Write out, word for word, each line from the start of the entries through the one holding "find the golden stubble field"; omit the pictures.

**AVAILABLE RECORDS:**
- - -
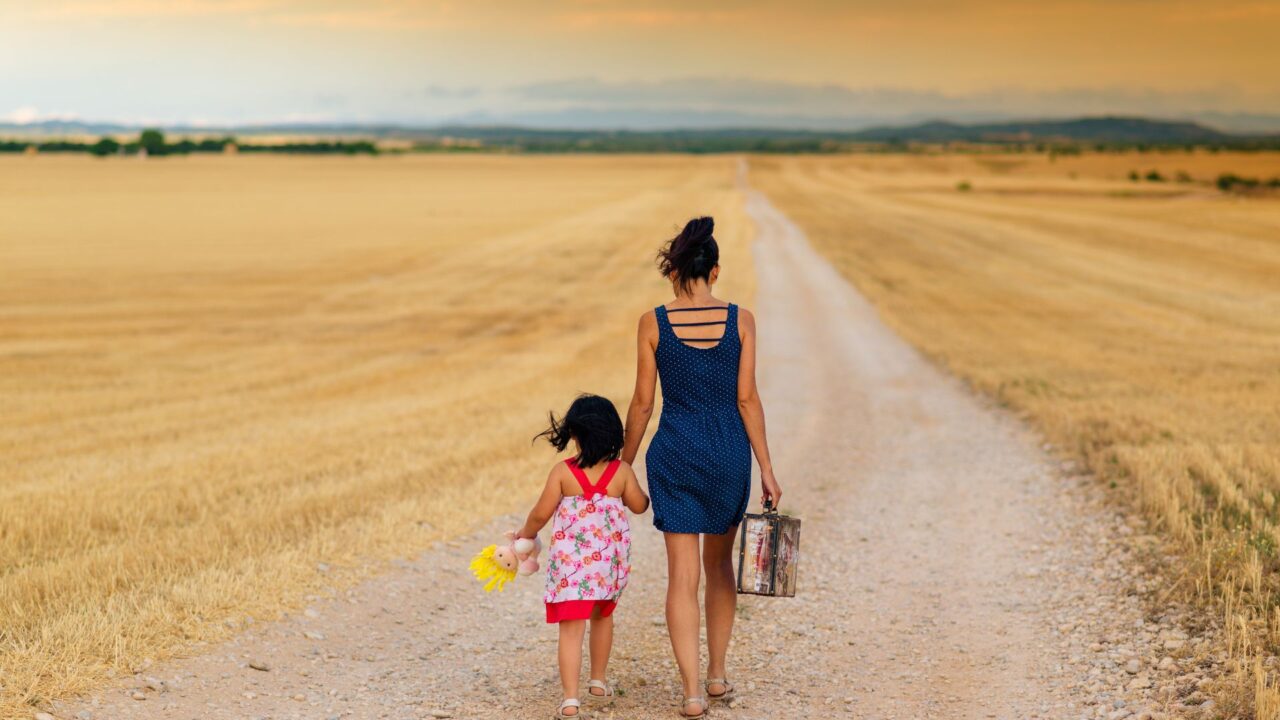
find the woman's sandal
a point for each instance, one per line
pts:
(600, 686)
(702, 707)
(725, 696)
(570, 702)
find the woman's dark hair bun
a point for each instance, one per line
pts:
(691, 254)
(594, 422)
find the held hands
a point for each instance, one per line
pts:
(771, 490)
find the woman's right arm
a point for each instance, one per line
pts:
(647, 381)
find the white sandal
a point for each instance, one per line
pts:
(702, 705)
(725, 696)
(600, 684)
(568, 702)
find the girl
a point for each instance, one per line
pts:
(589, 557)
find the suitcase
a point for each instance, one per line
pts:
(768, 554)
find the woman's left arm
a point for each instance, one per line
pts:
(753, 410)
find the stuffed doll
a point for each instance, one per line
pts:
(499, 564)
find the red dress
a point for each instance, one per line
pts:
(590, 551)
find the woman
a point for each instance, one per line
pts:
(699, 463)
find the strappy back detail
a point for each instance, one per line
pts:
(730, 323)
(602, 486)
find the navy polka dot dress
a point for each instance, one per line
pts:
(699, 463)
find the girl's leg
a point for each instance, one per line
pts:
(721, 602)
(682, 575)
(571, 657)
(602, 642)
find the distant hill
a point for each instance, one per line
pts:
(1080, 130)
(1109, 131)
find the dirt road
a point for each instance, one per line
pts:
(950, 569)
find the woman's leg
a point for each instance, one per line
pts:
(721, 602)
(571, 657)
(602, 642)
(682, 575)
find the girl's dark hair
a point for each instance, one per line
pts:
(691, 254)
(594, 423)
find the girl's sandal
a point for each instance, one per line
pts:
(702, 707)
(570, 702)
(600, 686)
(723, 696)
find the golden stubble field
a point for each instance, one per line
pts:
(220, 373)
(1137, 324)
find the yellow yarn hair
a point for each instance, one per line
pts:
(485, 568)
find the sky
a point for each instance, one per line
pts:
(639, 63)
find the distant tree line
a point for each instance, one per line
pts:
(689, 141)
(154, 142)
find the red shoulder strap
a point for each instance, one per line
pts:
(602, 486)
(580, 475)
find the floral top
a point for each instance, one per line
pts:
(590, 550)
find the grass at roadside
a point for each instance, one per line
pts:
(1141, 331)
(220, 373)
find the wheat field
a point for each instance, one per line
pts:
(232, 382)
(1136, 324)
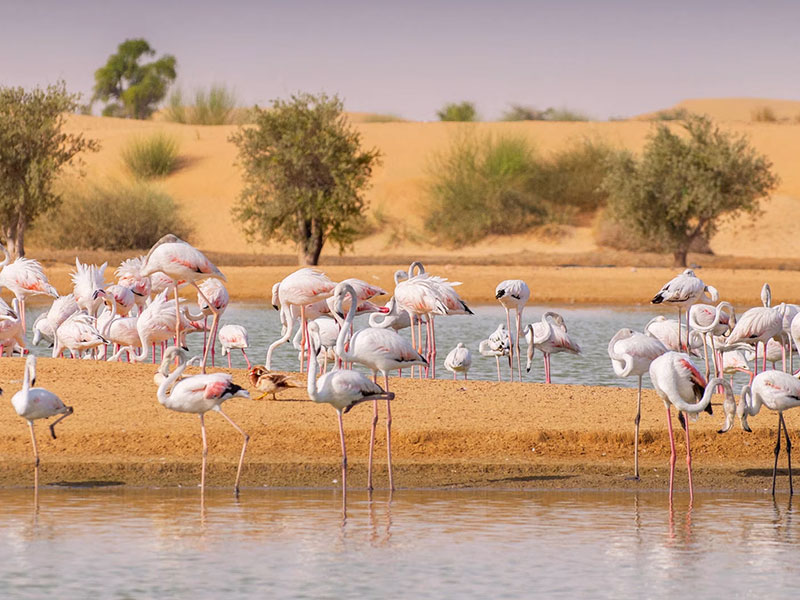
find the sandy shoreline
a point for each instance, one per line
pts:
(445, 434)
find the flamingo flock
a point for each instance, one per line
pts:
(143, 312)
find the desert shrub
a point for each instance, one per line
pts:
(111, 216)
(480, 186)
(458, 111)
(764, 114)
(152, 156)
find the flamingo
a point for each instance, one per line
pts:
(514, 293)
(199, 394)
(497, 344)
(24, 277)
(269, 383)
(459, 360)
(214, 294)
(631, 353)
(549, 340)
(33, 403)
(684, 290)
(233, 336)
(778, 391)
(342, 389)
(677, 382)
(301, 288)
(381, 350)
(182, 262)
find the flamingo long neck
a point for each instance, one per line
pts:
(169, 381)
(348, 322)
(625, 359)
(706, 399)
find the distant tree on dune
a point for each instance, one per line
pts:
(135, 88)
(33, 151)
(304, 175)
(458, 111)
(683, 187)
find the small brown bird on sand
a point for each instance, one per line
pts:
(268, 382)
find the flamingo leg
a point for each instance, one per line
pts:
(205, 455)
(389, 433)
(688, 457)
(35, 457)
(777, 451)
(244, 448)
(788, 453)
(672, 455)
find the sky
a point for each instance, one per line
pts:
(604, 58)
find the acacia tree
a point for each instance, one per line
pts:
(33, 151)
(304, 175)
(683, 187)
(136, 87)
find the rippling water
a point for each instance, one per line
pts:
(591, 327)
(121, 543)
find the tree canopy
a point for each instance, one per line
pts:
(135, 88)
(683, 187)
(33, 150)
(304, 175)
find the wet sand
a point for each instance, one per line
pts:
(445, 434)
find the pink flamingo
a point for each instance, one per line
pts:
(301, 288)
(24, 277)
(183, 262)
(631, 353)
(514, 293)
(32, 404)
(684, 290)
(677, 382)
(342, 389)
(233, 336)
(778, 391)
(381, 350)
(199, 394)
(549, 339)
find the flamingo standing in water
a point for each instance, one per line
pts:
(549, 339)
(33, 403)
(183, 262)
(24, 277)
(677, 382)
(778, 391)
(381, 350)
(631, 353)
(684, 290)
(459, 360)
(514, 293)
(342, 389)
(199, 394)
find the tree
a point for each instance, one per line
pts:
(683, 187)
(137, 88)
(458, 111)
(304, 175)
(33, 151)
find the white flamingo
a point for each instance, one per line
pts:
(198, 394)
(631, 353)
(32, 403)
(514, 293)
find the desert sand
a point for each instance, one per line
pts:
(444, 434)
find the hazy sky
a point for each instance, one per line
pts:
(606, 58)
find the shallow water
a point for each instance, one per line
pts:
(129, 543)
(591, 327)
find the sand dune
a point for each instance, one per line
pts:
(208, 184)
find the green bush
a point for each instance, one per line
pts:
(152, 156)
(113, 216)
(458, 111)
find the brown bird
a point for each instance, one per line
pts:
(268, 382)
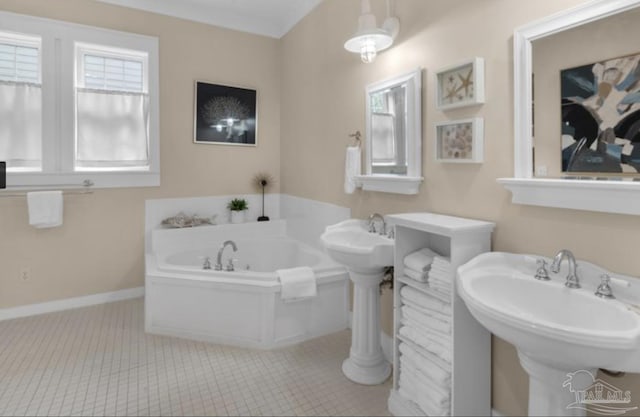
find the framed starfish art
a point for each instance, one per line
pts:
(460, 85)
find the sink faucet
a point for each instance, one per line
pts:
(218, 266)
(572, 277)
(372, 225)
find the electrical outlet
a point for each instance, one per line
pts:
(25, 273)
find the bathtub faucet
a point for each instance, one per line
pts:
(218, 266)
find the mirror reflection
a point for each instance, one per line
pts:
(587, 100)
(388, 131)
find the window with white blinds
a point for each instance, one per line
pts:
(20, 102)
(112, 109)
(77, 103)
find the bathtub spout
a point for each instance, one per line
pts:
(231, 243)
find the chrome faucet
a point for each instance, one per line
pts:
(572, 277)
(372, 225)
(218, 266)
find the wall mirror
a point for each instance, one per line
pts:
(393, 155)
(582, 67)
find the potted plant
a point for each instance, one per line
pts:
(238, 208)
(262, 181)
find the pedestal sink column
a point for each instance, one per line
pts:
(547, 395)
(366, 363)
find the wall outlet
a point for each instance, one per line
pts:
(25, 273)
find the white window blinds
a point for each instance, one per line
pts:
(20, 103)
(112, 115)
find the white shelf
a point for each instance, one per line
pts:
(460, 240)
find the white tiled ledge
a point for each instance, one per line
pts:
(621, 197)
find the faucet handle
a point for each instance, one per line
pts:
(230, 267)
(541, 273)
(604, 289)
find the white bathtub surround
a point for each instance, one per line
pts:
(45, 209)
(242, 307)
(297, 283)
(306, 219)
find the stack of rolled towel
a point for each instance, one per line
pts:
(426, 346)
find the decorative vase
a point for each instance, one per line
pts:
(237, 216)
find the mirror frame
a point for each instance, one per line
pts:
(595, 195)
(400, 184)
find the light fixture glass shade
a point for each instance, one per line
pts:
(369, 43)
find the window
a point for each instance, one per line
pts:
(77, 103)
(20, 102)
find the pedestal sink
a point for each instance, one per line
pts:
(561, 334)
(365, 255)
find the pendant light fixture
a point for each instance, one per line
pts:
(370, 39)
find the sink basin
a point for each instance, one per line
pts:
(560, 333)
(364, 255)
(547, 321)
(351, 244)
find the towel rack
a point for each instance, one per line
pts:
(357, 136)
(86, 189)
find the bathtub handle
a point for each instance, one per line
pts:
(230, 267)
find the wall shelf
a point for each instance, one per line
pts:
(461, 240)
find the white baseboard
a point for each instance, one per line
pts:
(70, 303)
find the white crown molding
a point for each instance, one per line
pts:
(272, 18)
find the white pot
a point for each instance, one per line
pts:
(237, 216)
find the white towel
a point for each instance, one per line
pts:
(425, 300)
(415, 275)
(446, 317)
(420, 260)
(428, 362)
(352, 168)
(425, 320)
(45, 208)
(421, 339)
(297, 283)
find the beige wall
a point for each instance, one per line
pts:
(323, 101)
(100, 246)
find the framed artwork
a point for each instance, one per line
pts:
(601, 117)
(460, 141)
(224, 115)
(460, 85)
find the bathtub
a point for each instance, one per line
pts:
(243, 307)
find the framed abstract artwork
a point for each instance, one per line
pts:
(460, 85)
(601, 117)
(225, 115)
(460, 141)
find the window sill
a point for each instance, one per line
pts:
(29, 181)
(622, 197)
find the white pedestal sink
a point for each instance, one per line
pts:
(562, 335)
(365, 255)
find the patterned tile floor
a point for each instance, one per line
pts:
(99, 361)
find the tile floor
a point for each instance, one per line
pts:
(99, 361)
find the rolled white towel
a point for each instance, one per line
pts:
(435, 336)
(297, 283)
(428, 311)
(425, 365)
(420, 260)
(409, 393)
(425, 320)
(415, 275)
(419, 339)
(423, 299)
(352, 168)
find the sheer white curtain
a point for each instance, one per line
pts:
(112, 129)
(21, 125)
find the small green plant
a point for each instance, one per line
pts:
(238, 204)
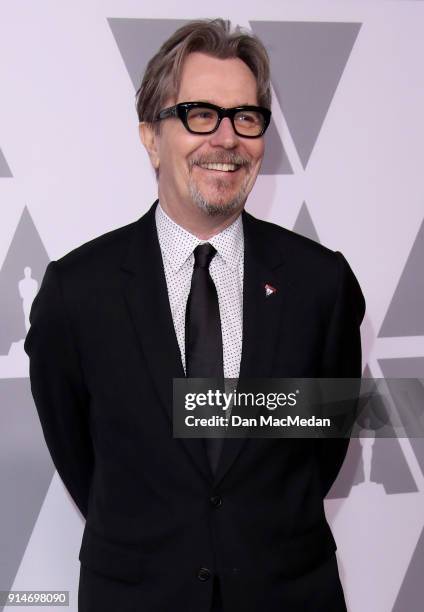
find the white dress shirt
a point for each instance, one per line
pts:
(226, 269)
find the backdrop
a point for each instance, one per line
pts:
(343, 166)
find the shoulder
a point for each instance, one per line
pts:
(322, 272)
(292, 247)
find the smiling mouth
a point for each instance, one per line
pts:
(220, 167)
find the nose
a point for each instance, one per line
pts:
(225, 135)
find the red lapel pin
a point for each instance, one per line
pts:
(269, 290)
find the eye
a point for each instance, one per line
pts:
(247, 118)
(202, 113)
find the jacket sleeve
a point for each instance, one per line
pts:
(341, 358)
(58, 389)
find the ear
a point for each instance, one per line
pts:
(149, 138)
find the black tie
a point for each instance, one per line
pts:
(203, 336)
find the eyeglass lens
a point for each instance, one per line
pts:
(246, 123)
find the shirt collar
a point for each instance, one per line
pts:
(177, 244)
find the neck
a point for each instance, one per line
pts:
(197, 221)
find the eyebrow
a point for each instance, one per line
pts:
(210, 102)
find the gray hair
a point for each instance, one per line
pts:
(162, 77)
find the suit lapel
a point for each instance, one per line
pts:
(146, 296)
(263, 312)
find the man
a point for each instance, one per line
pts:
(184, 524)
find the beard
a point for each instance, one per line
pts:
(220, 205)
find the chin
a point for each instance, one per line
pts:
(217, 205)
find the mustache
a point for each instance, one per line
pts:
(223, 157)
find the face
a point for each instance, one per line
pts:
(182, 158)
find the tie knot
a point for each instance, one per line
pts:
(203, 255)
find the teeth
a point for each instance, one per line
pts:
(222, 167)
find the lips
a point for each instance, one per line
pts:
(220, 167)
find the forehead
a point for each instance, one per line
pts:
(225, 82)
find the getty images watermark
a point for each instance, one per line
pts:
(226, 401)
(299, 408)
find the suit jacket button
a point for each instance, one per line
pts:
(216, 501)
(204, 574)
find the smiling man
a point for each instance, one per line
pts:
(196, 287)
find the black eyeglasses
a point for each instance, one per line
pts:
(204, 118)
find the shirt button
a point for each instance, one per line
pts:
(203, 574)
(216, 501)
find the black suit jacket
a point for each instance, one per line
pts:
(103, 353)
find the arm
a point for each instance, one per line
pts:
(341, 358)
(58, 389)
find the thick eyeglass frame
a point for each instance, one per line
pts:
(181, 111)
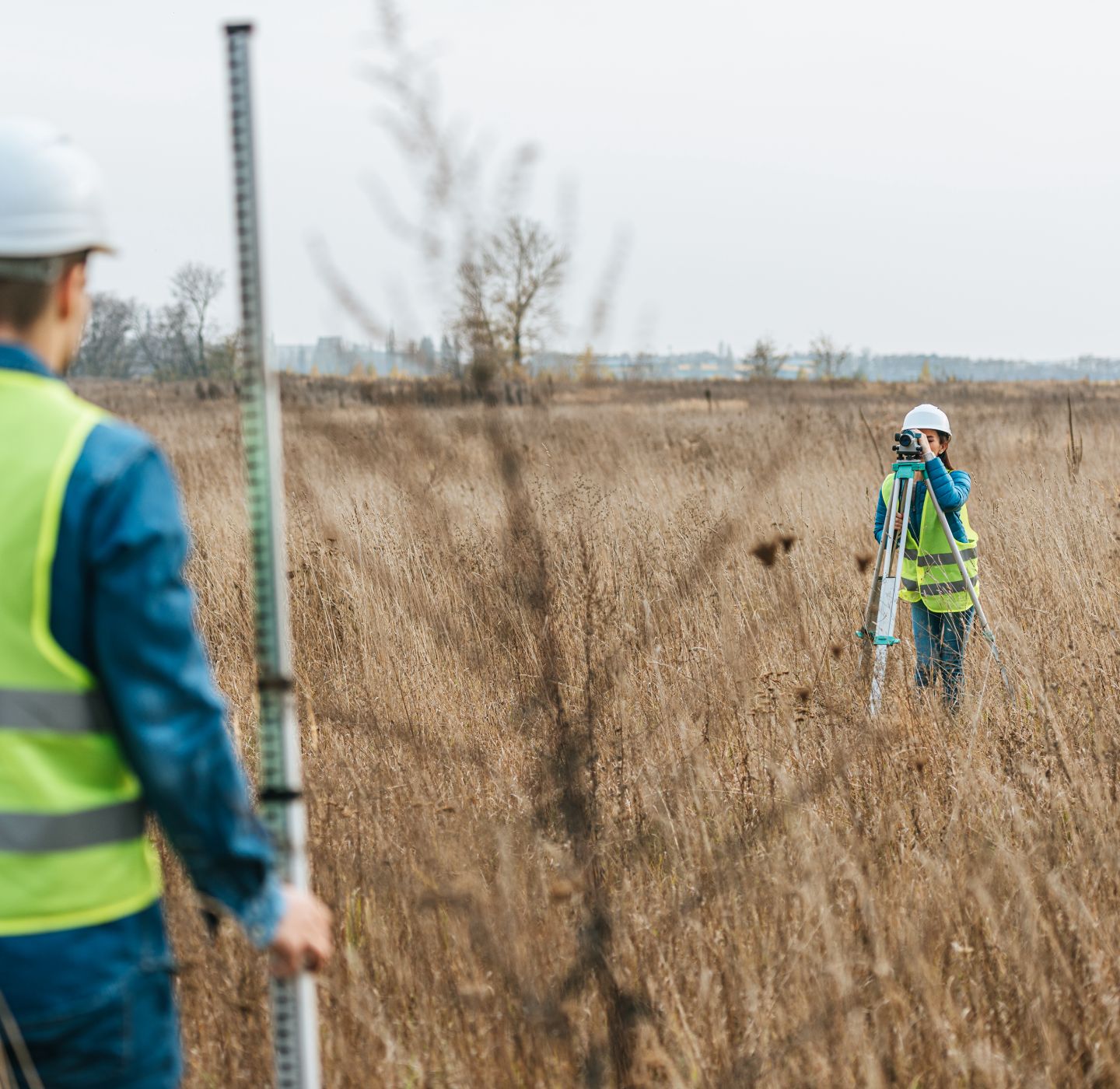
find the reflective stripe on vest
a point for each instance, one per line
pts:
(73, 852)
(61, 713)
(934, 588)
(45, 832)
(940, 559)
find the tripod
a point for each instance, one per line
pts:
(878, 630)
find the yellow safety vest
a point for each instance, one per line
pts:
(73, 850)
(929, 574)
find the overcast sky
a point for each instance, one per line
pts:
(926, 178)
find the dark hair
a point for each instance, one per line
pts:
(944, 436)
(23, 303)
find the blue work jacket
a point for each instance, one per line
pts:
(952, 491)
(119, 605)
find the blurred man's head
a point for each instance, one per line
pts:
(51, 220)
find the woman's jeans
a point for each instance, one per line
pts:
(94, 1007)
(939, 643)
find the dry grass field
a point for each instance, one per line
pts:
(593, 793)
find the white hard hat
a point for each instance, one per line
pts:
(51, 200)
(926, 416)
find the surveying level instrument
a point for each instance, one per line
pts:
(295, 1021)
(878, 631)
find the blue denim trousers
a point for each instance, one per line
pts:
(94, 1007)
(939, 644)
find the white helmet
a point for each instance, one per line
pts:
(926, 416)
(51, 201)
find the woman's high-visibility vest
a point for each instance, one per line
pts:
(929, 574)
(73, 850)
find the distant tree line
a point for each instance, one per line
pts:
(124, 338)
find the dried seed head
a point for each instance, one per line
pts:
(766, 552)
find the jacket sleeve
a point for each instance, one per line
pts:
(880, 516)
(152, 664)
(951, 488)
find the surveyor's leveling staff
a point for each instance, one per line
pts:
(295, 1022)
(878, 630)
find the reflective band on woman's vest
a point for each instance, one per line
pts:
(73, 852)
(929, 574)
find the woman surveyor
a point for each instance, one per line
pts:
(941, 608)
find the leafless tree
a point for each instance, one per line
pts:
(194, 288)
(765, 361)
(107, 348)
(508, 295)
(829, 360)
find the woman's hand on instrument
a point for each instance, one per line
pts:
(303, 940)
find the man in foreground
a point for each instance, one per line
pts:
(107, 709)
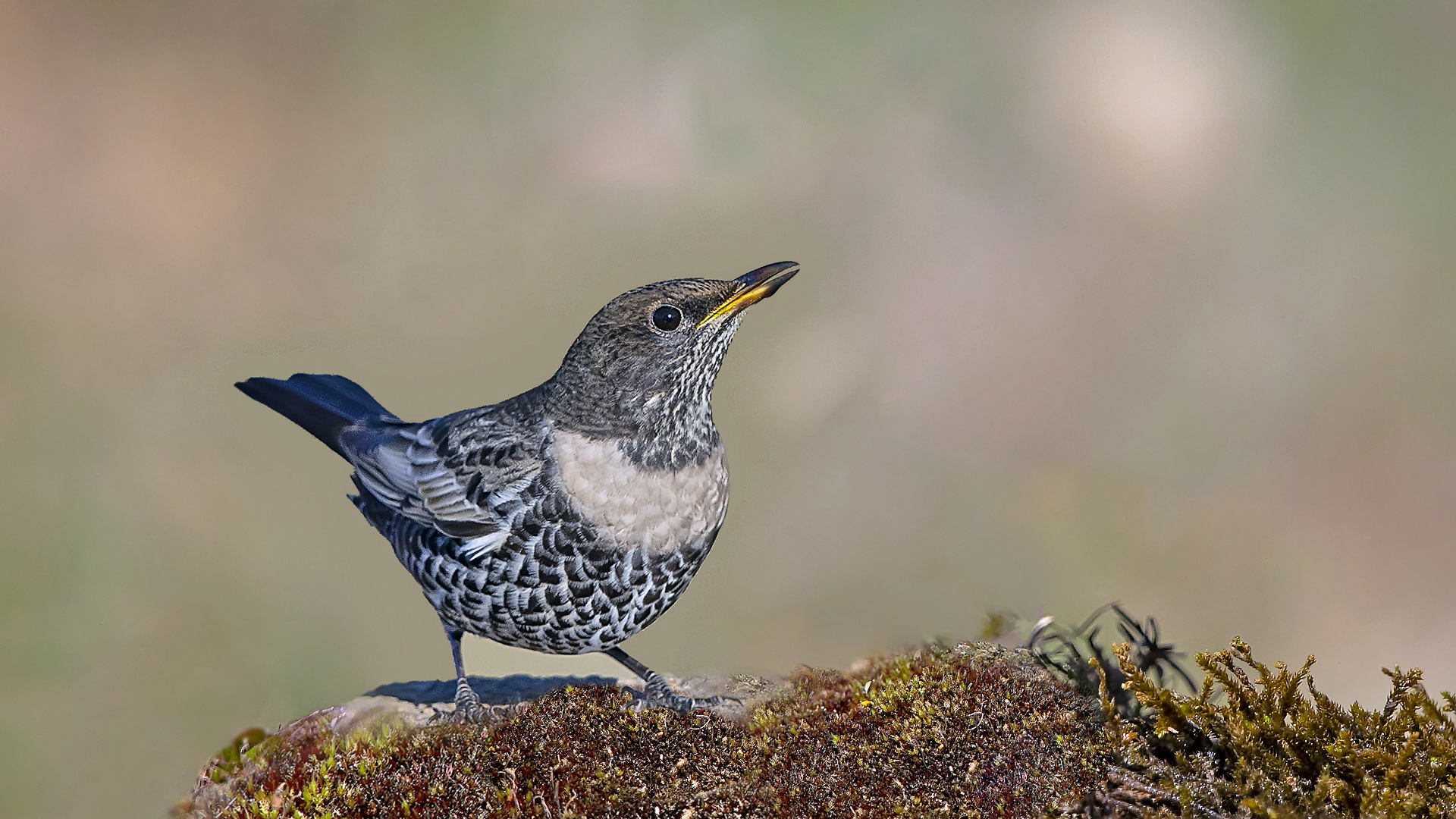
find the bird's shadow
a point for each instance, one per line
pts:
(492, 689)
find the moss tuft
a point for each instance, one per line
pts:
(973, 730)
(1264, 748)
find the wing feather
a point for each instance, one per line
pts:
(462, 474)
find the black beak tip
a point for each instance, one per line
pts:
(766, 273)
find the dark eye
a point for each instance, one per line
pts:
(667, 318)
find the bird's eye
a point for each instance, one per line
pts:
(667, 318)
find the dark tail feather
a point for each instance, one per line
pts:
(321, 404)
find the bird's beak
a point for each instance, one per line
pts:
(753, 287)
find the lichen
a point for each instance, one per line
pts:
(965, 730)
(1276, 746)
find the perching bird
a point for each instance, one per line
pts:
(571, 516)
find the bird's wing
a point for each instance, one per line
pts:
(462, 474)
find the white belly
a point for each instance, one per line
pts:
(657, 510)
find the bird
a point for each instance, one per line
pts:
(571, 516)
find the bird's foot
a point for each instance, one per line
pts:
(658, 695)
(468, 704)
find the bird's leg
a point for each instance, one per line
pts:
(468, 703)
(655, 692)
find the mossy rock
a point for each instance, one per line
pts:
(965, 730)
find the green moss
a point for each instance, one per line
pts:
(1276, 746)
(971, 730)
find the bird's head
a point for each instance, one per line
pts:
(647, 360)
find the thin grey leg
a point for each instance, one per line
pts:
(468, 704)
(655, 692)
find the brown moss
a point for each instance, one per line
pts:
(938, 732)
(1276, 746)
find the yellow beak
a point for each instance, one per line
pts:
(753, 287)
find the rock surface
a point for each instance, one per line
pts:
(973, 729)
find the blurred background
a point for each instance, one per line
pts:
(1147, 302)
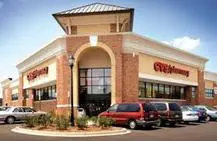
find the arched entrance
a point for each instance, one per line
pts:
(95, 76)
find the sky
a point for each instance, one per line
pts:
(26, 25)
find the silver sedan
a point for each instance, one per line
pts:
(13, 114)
- - -
**RESPONSE BELOW:**
find the woman's sandal
a point for each instance, one per line
pts:
(600, 686)
(702, 707)
(725, 696)
(570, 702)
find the woman's dark hair bun
a point for each instance, one per line
pts:
(691, 254)
(594, 422)
find the held hands
a point for each instance, one per line
pts:
(771, 490)
find the woman's right arm
a point for each instance, one per line
pts:
(647, 381)
find the white sandal
a point for each instance, one per line
pts:
(702, 705)
(725, 696)
(600, 684)
(568, 702)
find the girl
a point for each instance, one per line
pts:
(589, 557)
find the suitcase
a point for each instance, one per line
pts:
(768, 554)
find the woman's left arm
a point for each instance, one per line
pts:
(753, 410)
find the stuffed doll
a point for each instance, one per line
pts:
(499, 564)
find the red dress
a point for each instance, one per line
pts:
(590, 551)
find the woman
a point for each instance, one per line
pts:
(699, 463)
find the strappy back detail
a point for each instance, one per line
pts:
(730, 323)
(602, 486)
find the navy polka dot dress
a point for each instance, one per line
pts:
(699, 463)
find the girl's leg
a point for each instance, one per line
pts:
(721, 602)
(682, 575)
(571, 657)
(602, 642)
find the distant hill
a point for each instance, one per line
pts:
(1080, 130)
(1109, 131)
find the dirt road
a point for each instance, one per line
pts:
(950, 569)
find the woman's leg
a point for each instance, one per line
pts:
(721, 602)
(571, 657)
(602, 642)
(682, 575)
find the girl's dark hair
a point for each instance, one per line
pts:
(691, 254)
(594, 423)
find the girl's sandal
a point for each instance, one per line
pts:
(702, 707)
(570, 702)
(600, 686)
(723, 696)
find the golden stubble field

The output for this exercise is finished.